→ STATED PROBLEM
Repeat exactly the lines from the line containing "Place a point on every instance of the blue metal" to the last line of the listing, including both.

# # #

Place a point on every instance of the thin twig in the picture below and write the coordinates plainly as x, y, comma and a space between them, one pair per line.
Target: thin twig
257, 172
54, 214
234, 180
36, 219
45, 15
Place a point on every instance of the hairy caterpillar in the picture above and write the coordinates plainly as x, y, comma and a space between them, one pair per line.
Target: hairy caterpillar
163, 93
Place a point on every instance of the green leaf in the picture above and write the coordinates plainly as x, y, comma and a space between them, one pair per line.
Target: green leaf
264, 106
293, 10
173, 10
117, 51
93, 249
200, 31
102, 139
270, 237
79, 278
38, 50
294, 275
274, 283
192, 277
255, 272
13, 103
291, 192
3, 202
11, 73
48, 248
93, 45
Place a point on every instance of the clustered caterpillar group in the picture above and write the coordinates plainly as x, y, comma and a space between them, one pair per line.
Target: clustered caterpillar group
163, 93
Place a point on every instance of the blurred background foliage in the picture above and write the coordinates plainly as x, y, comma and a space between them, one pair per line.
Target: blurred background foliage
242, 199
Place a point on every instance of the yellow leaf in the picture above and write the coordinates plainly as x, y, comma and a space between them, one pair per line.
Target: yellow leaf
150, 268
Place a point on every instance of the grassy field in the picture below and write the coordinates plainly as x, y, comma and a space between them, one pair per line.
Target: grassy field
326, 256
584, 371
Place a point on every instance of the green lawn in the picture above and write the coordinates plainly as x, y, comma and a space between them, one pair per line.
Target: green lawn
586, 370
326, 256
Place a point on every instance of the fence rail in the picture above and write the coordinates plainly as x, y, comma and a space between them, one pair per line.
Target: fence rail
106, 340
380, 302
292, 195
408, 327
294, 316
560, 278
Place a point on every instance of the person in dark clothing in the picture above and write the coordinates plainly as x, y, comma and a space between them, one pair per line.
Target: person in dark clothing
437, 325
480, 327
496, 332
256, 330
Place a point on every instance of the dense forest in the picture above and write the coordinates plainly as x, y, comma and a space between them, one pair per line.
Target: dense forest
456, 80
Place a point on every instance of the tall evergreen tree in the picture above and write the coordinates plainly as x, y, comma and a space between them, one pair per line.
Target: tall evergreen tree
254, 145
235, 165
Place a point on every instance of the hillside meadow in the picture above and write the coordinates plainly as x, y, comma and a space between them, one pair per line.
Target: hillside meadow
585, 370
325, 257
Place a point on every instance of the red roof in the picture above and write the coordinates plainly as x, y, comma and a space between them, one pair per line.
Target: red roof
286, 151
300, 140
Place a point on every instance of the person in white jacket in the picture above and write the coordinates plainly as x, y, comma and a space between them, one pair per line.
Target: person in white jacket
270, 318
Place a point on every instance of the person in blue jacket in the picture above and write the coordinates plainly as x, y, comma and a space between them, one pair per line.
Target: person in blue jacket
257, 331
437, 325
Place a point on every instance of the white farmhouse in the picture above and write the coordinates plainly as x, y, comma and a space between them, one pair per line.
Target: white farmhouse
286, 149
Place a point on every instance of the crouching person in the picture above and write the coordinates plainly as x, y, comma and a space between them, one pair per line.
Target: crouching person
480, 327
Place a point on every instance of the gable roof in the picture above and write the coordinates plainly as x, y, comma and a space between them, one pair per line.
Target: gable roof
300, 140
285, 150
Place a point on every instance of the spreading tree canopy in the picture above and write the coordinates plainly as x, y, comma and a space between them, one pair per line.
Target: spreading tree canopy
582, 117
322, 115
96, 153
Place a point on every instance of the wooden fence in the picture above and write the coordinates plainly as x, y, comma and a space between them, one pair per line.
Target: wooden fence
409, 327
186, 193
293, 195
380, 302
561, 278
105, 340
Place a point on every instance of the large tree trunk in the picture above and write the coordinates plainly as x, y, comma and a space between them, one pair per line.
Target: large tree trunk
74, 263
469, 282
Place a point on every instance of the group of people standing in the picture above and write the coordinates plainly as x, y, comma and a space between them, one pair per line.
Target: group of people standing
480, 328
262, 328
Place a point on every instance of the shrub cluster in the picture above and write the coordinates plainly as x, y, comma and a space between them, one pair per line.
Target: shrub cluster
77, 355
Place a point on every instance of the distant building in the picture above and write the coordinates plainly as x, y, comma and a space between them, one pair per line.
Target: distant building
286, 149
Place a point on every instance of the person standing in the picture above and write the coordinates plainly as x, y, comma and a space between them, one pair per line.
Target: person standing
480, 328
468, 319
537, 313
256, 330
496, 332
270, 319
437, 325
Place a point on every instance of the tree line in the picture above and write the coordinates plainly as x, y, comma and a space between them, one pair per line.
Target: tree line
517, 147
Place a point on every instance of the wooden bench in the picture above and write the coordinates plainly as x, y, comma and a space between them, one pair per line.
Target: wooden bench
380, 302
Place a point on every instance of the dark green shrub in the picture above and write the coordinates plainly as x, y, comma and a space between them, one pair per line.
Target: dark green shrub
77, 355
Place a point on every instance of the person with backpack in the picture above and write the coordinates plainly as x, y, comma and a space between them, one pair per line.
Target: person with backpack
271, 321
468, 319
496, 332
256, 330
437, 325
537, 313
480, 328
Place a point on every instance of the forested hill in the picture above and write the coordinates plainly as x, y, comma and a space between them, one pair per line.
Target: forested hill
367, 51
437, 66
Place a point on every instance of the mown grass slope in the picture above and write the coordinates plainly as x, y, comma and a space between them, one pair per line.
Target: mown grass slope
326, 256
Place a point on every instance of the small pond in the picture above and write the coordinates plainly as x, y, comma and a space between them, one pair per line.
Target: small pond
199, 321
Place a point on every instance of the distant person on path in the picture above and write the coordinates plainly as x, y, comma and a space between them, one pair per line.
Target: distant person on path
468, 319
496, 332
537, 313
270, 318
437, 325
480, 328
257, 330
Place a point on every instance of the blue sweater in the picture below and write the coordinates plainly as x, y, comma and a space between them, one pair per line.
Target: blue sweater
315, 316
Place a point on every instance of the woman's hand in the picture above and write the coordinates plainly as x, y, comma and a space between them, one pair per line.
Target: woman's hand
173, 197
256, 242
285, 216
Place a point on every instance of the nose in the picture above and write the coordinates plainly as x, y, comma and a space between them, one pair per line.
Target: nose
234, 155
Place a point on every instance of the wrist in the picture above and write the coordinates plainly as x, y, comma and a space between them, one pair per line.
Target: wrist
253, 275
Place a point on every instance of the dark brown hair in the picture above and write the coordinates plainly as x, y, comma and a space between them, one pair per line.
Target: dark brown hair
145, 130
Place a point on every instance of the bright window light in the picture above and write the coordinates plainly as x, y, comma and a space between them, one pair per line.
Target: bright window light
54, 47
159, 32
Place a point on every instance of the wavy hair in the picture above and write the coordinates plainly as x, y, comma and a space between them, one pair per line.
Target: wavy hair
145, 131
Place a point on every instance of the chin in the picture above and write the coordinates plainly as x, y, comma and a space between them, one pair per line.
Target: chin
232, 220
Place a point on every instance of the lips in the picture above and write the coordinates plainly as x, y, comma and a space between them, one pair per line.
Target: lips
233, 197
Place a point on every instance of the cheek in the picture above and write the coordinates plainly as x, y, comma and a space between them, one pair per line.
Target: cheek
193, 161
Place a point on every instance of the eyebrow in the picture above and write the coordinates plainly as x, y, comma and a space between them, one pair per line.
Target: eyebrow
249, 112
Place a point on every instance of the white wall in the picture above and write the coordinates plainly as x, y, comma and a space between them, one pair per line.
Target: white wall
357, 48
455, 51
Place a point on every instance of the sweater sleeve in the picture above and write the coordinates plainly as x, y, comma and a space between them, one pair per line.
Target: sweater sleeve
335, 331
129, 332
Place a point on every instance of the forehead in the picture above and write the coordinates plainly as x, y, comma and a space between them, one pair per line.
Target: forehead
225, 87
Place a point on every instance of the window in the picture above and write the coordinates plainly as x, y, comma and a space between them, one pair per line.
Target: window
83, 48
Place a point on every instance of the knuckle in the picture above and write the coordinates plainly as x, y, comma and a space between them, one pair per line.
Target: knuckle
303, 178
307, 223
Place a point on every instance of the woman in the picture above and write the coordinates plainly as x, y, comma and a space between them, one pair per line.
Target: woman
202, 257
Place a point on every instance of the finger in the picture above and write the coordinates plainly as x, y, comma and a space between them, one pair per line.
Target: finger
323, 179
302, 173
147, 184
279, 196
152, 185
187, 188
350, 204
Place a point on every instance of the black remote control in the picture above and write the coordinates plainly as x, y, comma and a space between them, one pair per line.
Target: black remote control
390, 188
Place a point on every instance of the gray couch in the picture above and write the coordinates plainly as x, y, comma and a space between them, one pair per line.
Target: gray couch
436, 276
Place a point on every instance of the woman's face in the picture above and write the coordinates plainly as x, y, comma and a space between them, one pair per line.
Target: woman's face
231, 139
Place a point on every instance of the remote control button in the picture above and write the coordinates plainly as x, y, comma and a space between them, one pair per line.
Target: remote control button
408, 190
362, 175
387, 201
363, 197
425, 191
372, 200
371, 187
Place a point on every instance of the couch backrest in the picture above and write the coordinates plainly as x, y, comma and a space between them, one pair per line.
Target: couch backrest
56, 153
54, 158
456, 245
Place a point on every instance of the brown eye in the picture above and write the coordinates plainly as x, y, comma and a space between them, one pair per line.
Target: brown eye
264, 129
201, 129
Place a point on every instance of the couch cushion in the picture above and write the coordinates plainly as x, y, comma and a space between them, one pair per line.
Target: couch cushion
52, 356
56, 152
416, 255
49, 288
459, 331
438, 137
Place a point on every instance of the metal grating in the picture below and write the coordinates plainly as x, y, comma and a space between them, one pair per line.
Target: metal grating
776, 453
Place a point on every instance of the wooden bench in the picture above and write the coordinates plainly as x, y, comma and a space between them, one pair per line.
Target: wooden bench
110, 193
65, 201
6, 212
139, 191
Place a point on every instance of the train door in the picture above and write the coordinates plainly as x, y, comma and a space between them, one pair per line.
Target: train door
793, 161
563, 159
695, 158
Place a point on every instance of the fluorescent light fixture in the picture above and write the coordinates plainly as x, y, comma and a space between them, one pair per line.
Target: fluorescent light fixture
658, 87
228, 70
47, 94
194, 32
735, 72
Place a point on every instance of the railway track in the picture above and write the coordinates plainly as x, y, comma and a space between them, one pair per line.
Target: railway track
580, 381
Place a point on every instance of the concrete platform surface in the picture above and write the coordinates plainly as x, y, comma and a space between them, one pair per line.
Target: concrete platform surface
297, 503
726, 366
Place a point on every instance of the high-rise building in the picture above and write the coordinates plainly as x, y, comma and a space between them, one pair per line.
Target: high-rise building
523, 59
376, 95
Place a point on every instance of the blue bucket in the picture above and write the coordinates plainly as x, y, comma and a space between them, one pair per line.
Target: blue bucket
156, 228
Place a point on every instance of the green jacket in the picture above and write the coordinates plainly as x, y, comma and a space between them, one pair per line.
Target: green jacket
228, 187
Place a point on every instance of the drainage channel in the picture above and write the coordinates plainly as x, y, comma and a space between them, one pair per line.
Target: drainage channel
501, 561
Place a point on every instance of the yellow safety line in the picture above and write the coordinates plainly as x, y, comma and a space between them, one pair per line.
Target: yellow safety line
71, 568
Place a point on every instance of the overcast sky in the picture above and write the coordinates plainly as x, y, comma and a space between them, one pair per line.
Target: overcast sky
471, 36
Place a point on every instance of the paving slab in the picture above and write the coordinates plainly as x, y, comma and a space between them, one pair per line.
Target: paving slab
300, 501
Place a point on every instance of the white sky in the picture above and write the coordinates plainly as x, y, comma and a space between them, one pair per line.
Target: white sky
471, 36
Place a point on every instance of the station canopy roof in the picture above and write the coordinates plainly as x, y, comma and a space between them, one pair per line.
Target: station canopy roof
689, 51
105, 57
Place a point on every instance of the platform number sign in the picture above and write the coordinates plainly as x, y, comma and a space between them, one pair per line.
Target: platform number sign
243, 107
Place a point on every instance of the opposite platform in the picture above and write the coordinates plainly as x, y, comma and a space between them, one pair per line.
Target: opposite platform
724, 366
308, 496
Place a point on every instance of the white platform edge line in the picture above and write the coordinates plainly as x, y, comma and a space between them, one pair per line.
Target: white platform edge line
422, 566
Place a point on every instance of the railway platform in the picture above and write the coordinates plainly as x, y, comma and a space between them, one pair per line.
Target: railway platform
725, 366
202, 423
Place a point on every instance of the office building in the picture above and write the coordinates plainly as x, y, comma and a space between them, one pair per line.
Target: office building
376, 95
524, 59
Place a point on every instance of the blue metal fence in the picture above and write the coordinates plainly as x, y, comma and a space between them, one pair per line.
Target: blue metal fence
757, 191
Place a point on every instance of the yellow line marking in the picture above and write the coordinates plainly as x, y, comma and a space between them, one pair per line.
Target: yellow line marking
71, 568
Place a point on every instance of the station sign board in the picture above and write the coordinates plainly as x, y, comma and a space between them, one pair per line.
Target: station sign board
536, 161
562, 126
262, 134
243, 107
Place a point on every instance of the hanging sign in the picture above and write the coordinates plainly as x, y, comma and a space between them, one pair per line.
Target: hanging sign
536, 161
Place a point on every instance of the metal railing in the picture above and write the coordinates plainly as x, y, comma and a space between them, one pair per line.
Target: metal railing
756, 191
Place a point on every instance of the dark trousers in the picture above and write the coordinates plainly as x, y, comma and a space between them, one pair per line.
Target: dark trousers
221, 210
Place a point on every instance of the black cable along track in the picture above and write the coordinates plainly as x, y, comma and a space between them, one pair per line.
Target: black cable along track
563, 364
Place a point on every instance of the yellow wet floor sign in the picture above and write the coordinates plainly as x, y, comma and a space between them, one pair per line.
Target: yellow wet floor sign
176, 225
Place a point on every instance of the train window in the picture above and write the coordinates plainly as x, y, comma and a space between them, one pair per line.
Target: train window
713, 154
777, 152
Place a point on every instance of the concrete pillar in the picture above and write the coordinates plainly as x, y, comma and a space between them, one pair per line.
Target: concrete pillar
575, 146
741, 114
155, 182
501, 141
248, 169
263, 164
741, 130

# # #

→ TASK RESULT
Place a point on every instance of the blue metal fence in the picture above and write the coordinates plainly as x, y, comma and a space between them, one pair per line.
Target: blue metal fence
757, 191
Place a point on every instance of the yellow line marking in the picture above and write the coordinates plainly as x, y, comma and a space between them, one pair per line.
Target: yellow line marking
71, 568
Place a point on every instance of the station sign board in the picture above and write the coordinates plainly as x, y, comma and a space between them, one pair per line.
Target: station sign board
536, 161
562, 126
262, 134
243, 107
Place a point on every instance of the hanging sign in the picture above and write the coordinates plainly as x, y, comma and a space between them, one pair per line.
Target: hanging sign
536, 161
Place a point on every instance of the metal railing in the picture above and write the coordinates plainly as x, y, comma and a space between them, one pair per line.
Target: metal railing
756, 191
Place a point on every instance of the dark trousers in the picture above and write the coordinates plainly as x, y, comma and a space between them, one pair per line.
Target: dark trousers
221, 210
Place a point on every instance of the black cable along track in the picture above and write the coordinates plainly as x, y, comma and a space between them, one pair per line.
Target: black cable along track
563, 364
Place a point on every instance of the yellow wet floor sign in the picture above and write the coordinates plainly as x, y, comma and a space between them, one pair per line.
Target: yellow wet floor sign
176, 225
Place a point on every instance of the train window in the picture above and write the coordinates plainly as x, y, comma and a space between them, one pair per line.
Target: train window
713, 154
777, 152
Place a point on every instance of the concrete pillar in the picture above and write the coordinates plainly as x, y, comma and a space between them, one pair per line.
Target: concrete pillar
575, 146
741, 114
155, 182
501, 141
248, 169
263, 164
741, 130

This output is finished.